EXTRAIT FOURNI →

Mileva Marić et Albert Einstein
J'ai été intriguée à l'idée qu'au fin fond des Balkans se cachait le mystère d'un enfant manquant d'Albert Einstein dont le destin, qui plus est, demeurait inconnu. Aussi impétueusement que naïvement, je décidai alors de la retrouver.
Il me fallut près de sept ans pour écrire Einstein’s Daughter: The Search for Lieserl. Mes recherches m'entraînèrent dans de longs voyages à Londres, Berlin, Zurich, Berne et Budapest, en plus de trois séjours en Serbie – deux fois pendant la guerre qui faisait rage là-bas et une fois quand renaissait l'espoir d'une solution.
Albert Einstein avait toujours été mon idole. Dans ma petite ville de Californie, c'était le seul personnage juif qui échappât au discours antisémite. Il ne m'était jamais venu à l'idée que je puisse un jour le détester profondément. Et pourtant, c'est ce qui se produisit.
* * *
Un jour de 1994, je circulais sur l'autoroute qui longe la baie de San Francisco jusqu'à Albany (Californie). C'était un jour de brouillard et les effluves marines embaumaient l'air de la baie. J'avais un rendez-vous avec Evelyn Einstein, la petite-fille d'Albert. Une première rencontre qui allait marquer le début de quinze ans d'une amitié mouvementée.

TÂCHE 1 →
Reproduisez intégralement l'extrait sur Mileva Marić et Albert Einstein, sans y changer quoi que ce soit.
TÂCHE 2 →
Modifiez les lignes de données depuis la première jusqu'à celle qui contient « <point>434,196</point> », incluse, en remplaçant « Target » par « Objet » sans toucher au reste. Ne redonnez que ces lignes, sans les images.
Les lignes qui suivent n'ont aucun rapport avec l'extrait.

LES DONNÉES →
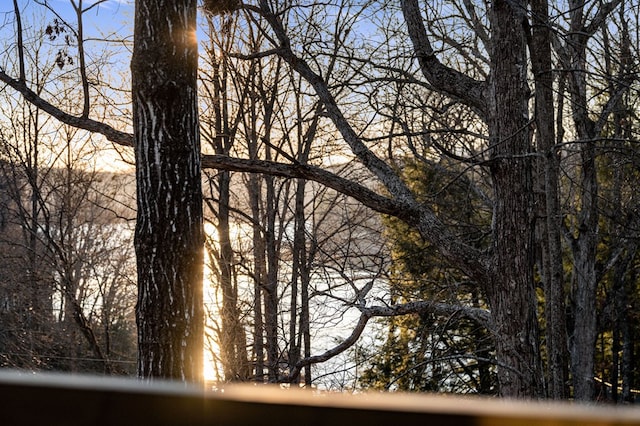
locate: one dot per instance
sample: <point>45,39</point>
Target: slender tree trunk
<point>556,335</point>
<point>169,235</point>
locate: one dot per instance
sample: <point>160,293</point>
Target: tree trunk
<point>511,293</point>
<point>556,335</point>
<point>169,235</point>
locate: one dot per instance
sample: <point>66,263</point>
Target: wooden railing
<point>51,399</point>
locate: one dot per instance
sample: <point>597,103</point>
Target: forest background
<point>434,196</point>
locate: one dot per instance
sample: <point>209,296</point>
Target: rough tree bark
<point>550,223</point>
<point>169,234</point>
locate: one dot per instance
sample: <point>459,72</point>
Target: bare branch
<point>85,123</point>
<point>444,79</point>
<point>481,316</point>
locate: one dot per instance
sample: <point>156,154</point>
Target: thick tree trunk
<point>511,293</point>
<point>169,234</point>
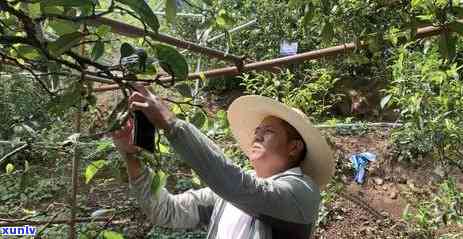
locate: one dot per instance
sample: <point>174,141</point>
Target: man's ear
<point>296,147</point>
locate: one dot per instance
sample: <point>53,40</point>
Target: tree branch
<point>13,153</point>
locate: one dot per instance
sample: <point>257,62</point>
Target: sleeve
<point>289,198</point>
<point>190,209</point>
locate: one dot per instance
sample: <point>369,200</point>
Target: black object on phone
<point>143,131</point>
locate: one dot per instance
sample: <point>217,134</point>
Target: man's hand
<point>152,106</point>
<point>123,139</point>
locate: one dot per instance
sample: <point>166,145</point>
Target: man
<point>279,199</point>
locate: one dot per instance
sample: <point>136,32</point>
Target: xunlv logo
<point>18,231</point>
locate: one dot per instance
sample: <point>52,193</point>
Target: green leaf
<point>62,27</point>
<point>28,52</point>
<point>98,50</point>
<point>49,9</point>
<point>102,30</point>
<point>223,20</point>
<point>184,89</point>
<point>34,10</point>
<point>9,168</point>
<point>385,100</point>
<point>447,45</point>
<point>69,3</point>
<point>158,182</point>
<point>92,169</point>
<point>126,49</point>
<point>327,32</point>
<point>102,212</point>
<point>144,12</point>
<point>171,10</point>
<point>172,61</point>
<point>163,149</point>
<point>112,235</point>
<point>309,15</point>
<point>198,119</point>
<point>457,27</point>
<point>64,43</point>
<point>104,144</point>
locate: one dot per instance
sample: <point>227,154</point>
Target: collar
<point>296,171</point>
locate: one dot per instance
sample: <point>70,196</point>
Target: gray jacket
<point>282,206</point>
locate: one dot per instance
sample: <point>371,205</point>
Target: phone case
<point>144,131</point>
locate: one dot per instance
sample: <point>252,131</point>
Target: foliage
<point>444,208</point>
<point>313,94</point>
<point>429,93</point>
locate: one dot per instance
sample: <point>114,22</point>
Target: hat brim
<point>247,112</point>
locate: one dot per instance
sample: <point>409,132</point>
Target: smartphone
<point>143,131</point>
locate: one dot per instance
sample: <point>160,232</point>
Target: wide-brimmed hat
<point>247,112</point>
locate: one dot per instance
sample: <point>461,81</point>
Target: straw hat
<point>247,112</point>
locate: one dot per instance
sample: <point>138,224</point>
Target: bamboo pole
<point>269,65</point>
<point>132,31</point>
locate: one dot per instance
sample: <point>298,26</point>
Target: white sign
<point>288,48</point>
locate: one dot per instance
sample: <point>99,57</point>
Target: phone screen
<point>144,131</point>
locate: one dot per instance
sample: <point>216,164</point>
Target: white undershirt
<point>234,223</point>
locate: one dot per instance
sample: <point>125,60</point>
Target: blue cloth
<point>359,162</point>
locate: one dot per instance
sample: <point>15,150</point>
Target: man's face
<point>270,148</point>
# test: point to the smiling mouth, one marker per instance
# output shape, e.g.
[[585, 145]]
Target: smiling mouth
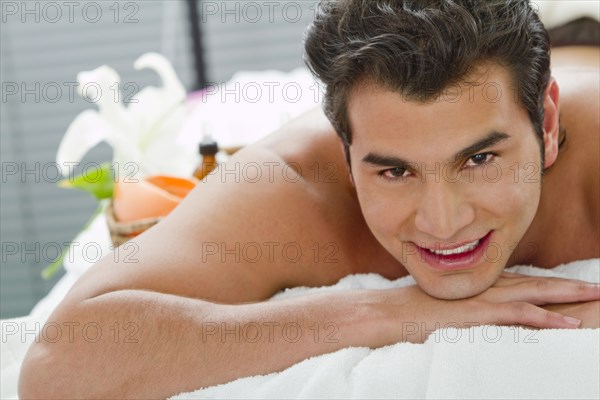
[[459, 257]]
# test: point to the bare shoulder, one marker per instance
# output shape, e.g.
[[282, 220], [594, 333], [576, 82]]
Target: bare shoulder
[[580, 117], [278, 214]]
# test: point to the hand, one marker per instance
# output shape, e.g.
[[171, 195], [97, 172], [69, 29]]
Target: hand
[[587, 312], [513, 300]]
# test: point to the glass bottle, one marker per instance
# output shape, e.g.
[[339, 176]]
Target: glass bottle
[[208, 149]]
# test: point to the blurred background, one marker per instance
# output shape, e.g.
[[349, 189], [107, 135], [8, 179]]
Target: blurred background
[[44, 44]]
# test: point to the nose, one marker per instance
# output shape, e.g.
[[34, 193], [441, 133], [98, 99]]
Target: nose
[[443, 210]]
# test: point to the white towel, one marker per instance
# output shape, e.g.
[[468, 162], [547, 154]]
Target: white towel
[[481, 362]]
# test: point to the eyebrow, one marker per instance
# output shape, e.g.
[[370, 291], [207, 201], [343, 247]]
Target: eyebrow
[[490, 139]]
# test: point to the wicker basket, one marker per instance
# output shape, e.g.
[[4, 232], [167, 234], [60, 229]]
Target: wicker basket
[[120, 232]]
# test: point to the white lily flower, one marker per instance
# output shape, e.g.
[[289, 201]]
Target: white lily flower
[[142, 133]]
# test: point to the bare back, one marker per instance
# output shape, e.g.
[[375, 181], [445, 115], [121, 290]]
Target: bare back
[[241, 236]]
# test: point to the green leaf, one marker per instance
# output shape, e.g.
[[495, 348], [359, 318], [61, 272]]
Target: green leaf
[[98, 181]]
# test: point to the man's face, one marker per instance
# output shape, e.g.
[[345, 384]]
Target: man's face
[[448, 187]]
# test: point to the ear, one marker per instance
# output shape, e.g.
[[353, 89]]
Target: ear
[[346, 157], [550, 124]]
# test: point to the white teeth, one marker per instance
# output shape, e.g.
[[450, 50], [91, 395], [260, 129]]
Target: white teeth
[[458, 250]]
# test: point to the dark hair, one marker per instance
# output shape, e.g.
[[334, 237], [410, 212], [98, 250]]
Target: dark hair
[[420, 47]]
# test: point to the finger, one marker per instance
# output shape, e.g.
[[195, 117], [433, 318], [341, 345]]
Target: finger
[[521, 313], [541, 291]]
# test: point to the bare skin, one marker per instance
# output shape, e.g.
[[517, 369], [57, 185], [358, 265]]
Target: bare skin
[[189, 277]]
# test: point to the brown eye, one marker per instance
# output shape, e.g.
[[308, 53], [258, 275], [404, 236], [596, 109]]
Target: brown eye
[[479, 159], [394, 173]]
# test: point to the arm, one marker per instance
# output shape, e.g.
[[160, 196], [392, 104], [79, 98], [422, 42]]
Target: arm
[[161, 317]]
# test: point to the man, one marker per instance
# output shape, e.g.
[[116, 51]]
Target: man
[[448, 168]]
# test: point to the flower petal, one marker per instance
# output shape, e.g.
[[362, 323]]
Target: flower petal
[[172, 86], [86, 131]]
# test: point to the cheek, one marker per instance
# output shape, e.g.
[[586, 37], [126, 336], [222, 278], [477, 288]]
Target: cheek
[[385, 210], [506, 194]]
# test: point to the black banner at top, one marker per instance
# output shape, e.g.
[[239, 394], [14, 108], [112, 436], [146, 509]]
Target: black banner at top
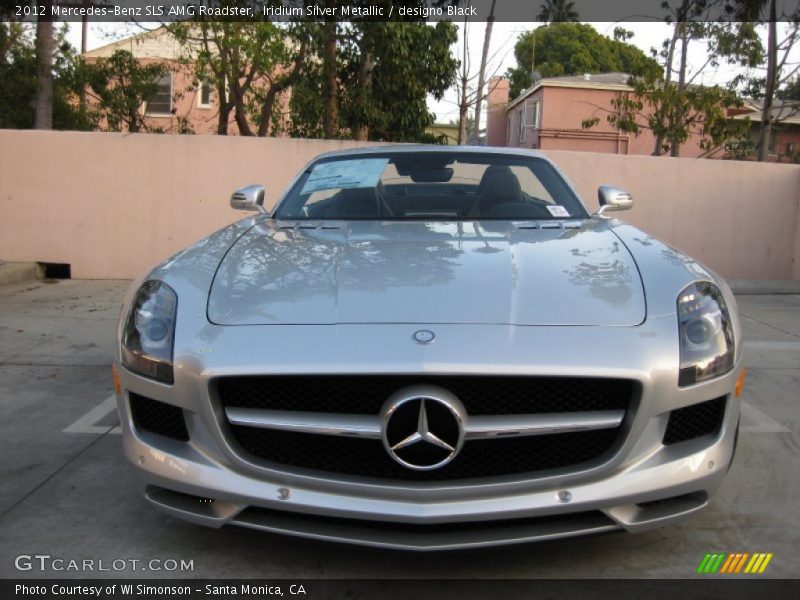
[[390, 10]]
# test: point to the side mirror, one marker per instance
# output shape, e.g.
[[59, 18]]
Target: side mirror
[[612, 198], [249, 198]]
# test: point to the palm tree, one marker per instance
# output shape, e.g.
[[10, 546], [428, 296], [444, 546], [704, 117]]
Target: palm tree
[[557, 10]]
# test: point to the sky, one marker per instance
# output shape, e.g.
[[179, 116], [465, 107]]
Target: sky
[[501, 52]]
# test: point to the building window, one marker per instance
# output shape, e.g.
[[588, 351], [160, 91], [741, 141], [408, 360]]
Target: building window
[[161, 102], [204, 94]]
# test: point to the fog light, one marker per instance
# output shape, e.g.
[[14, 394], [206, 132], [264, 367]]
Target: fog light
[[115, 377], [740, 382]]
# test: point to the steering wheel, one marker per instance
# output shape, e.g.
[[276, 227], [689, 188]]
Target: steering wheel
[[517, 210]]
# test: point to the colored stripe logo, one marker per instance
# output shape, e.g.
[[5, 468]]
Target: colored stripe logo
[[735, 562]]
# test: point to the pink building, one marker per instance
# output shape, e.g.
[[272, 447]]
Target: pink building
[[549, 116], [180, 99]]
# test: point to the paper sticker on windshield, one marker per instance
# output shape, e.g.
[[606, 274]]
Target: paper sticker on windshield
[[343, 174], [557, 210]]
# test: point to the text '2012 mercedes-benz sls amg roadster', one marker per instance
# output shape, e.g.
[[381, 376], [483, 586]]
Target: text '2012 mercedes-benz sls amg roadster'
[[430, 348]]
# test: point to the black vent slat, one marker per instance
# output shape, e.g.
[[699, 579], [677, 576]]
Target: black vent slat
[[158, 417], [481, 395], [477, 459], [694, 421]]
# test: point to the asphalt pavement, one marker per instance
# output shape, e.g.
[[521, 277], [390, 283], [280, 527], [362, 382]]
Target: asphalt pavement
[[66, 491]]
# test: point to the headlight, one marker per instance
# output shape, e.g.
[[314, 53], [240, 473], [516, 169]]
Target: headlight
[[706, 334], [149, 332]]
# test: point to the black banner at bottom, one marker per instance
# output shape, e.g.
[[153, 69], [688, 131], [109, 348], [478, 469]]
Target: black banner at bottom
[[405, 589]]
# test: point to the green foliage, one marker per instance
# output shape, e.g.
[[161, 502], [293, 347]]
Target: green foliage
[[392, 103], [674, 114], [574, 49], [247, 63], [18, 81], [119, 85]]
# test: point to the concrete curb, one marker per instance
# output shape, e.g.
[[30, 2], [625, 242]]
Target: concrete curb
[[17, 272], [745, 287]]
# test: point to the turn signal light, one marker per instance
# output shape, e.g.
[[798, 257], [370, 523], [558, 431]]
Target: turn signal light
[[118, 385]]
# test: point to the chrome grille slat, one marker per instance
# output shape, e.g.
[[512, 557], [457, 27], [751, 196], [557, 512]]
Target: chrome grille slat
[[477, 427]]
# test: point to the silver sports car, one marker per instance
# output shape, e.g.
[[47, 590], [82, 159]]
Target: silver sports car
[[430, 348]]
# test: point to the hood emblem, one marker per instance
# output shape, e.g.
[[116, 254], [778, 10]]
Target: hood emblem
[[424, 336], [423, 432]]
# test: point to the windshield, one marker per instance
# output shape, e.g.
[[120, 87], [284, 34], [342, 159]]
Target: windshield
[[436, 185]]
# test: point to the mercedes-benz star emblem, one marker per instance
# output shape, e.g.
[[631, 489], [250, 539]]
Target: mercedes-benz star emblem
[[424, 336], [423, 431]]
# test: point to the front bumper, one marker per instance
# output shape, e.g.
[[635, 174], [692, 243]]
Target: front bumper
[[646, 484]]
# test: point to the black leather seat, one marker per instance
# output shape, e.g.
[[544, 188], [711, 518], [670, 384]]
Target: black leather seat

RÉPONSE RÉDIGÉE 1 →
Mileva Marić et Albert Einstein
J'ai été intriguée à l'idée qu'au fin fond des Balkans se cachait le mystère d'un enfant manquant d'Albert Einstein dont le destin, qui plus est, demeurait inconnu. Aussi impétueusement que naïvement, je décidai alors de la retrouver.
Il me fallut près de sept ans pour écrire Einstein’s Daughter: The Search for Lieserl. Mes recherches m'entraînèrent dans de longs voyages à Londres, Berlin, Zurich, Berne et Budapest, en plus de trois séjours en Serbie – deux fois pendant la guerre qui faisait rage là-bas et une fois quand renaissait l'espoir d'une solution.
Albert Einstein avait toujours été mon idole. Dans ma petite ville de Californie, c'était le seul personnage juif qui échappât au discours antisémite. Il ne m'était jamais venu à l'idée que je puisse un jour le détester profondément. Et pourtant, c'est ce qui se produisit.
* * *
Un jour de 1994, je circulais sur l'autoroute qui longe la baie de San Francisco jusqu'à Albany (Californie). C'était un jour de brouillard et les effluves marines embaumaient l'air de la baie. J'avais un rendez-vous avec Evelyn Einstein, la petite-fille d'Albert. Une première rencontre qui allait marquer le début de quinze ans d'une amitié mouvementée.

RÉPONSE RÉDIGÉE 2 →
locate: one dot per instance
sample: <point>45,39</point>
Objet: slender tree trunk
<point>556,335</point>
<point>169,235</point>
locate: one dot per instance
sample: <point>160,293</point>
Objet: tree trunk
<point>511,293</point>
<point>556,335</point>
<point>169,235</point>
locate: one dot per instance
sample: <point>66,263</point>
Objet: wooden railing
<point>51,399</point>
locate: one dot per instance
sample: <point>597,103</point>
Objet: forest background
<point>434,196</point>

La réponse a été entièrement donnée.